### Text section
Show that for each positive integer b, $\displaystyle b^{61} \equiv b (mod \, 1001)$

Thank you for your help - Mar 30th 2008, 12:58 AMMoo
Hello,

You can take a look at the Chinese remainder theorem , as far as i see your problem, this is the only way i've found to get only elements of solution...

If you were asked to show that it had a congruence with 1 mod 1001, i would have given you Euler's theorem - Mar 30th 2008, 02:45 AMkleenex
- Mar 30th 2008, 02:49 AMMoo
Nope, it won't work :s

Because $\displaystyle \varphi(1001)=6*10*12$, which is not 61 o.O

Perhaps you can see what to do, if so that's good for you (Rofl) - Mar 30th 2008, 05:32 AMPaulRS
Well $\displaystyle 1001=7\cdot{11}\cdot{13}$

Let $\displaystyle \theta=\text{lcm}\left(\phi(7),\phi(11),\phi(13)\r ight)$

You can easily see that

$\displaystyle a^{\theta}\equiv{1}(\bmod.7)$

$\displaystyle a^{\theta}\equiv{1}(\bmod.11)$

$\displaystyle a^{\theta}\equiv{1}(\bmod.13)$

whenever a is coprime to 1001

THen it follows (it is easy to prove) that $\displaystyle a^{\theta}\equiv{1}(\bmod{1001})$

But: $\displaystyle \theta=\text{lcm}\left(6,10,12\right)=60$

THus: $\displaystyle a^{60}\equiv{1}(\bmod{1001})$ if a is coprime to 1001 - Mar 30th 2008, 06:01 AMMoo
This is the problem... You have to show it for any integer, not coprime oO

- Mar 30th 2008, 08:12 AMThePerfectHacker
No, you do not need CRT, look at what PaulRS did. If you have $\displaystyle x\equiv a(\bmod n_1)$, $\displaystyle x\equiv a(\bmod n_2)$, .... , $\displaystyle x\equiv a_k(\bmod n_k)$ so that $\displaystyle \gcd(n_i,n_j)=1$ whenever $\displaystyle i\not = j$ then $\displaystyle x\equiv a(\bmod n)$ where $\displaystyle n=n_1\cdot ... \cdot n_k$. This is not CRT, just property of relative primeness. CRT only enters when the $\displaystyle a$'s are different for each modolus.

### Set exercise
In the forum thread above, what value is found for the least common multiple of φ(7), φ(11) and φ(13)?

### Supplied information
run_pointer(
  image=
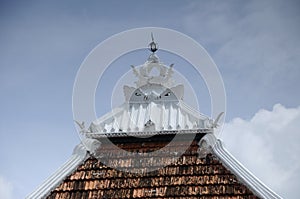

### Written solution
60, the least common multiple of 6, 10 and 12.